Given text:
According to a letter published today in the Times of London, 12 supporters of women bishops voted against allowing them to serve in the Church of England. This was enough to make a difference in the outcome. Subscribers to the Times may read the letter, signed by eight of those supporters, here. Thinking Anglicans provides these details:
The following excerpts make clear, first their point of view, and second their specific proposal for the way forward.
First their point of view:
…Most of us who make up the dozen, whose votes against the Measure did not reflect any serious opposition to women bishops, had taken the trouble to state clearly in our election addresses in 2010 that we would vote against the Measure if it did not in our judgment make ample provision of oversight in the way that the minorities needed, or honour promises made to the same minorities only 20 years ago.

Brief 1:
List every figure written in digits in the text about the women bishops vote.
Brief 2:
Answer these from the text about the women bishops vote:
(a) In which newspaper was the letter published?
(b) How many supporters signed the letter?
(c) In what year did most of the dozen write their election addresses?
Brief 3:
Reproduce the passage of the text about the women bishops vote between "According to a" and "the way forward.", inclusive.
Draw only on the text about the women bishops vote for your answers.

Recorded data:
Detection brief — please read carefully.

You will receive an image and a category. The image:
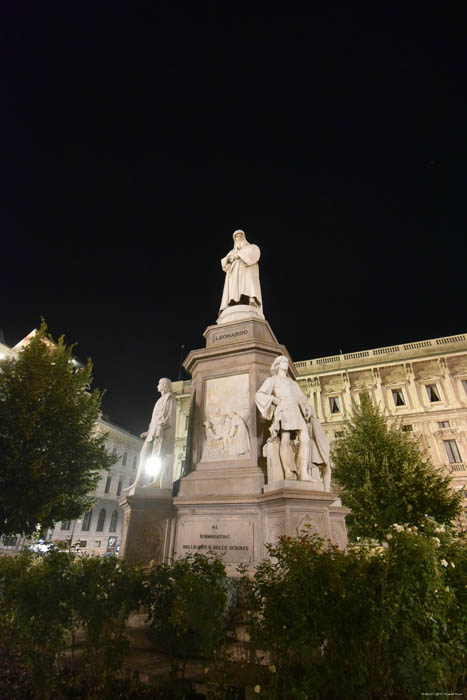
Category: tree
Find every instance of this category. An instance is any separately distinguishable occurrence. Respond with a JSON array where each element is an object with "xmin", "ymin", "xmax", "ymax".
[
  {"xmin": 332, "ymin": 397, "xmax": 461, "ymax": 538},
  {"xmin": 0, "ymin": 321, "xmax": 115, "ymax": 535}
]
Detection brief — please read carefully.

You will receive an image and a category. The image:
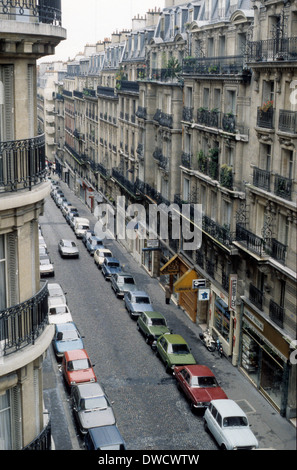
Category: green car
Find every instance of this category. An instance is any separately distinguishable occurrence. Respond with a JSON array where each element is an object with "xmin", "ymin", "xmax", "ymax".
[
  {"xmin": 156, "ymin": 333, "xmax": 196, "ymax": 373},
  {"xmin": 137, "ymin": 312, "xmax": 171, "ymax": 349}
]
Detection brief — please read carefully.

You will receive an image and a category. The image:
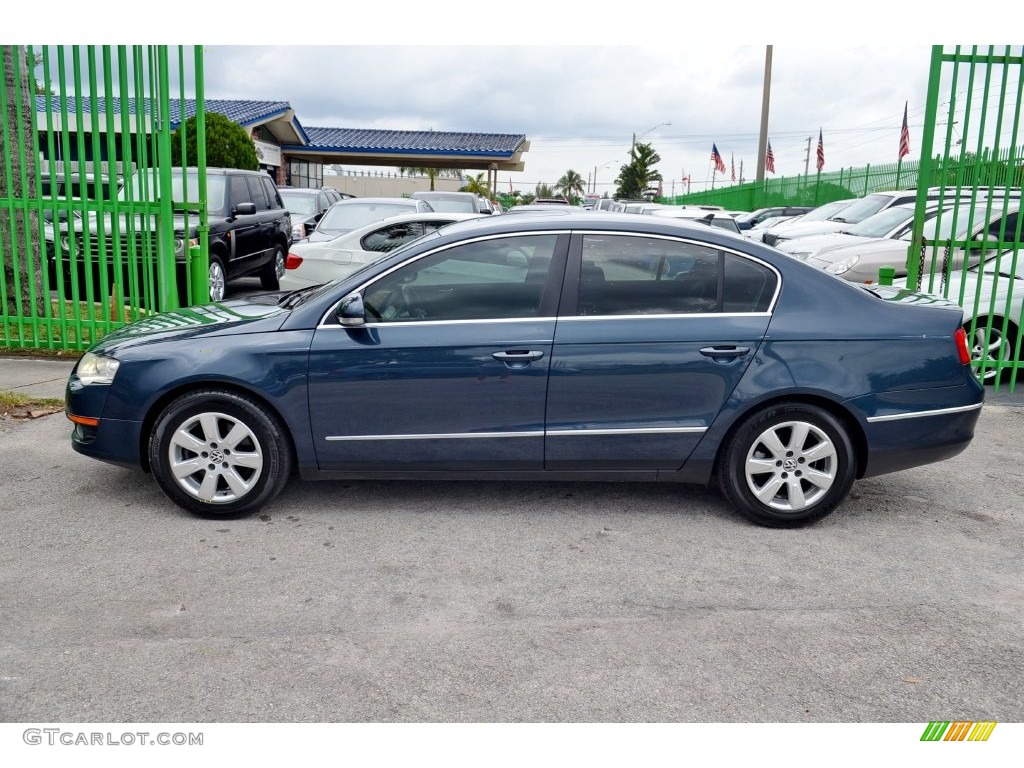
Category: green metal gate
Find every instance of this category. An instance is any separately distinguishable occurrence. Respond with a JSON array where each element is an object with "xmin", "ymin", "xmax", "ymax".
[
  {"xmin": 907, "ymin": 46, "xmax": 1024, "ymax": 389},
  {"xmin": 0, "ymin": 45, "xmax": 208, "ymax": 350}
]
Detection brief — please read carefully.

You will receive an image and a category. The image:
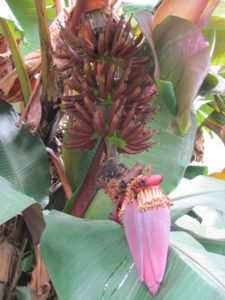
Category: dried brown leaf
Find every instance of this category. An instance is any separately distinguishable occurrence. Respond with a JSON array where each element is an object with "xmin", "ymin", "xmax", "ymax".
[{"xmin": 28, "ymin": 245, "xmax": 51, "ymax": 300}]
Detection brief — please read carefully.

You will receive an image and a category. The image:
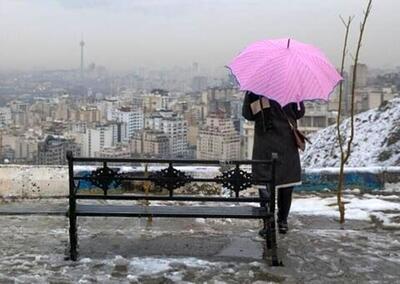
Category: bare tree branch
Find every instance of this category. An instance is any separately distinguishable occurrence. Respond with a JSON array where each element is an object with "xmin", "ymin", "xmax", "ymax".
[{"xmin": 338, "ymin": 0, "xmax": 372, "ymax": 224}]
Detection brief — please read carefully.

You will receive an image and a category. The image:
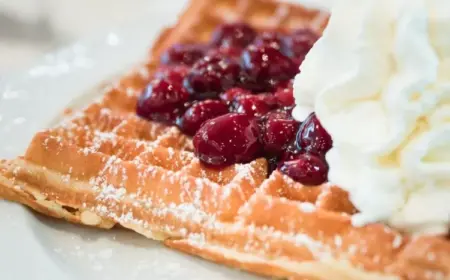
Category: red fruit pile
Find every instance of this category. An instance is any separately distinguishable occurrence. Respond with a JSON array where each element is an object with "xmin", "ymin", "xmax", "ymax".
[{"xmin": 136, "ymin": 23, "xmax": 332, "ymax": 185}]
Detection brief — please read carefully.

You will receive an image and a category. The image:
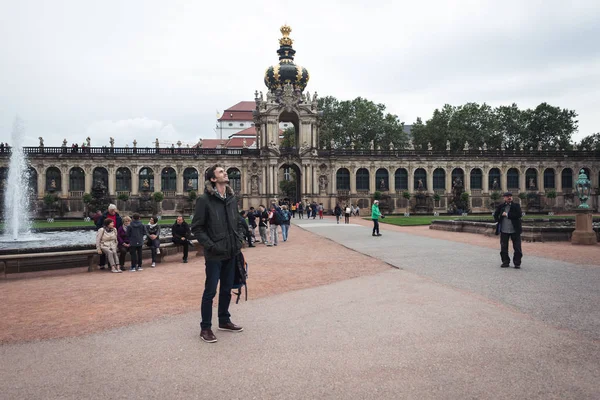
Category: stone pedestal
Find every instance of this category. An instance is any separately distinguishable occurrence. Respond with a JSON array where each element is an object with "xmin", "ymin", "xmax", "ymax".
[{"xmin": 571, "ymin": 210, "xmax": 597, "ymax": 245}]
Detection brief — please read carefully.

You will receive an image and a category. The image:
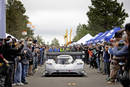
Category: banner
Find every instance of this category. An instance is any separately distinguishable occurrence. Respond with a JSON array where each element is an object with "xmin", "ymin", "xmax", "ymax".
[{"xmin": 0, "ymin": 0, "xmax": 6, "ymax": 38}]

...

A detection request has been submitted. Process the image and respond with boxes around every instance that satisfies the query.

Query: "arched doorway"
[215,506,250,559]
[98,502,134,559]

Response box 1:
12
2010
20

Response box 2:
(a) The Times of London
(b) Eight
(c) 2010

Response box 3:
According to a letter published today in the Times of London, 12 supporters of women bishops voted against allowing them to serve in the Church of England. This was enough to make a difference in the outcome. Subscribers to the Times may read the letter, signed by eight of those supporters, here. Thinking Anglicans provides these details:
The following excerpts make clear, first their point of view, and second their specific proposal for the way forward.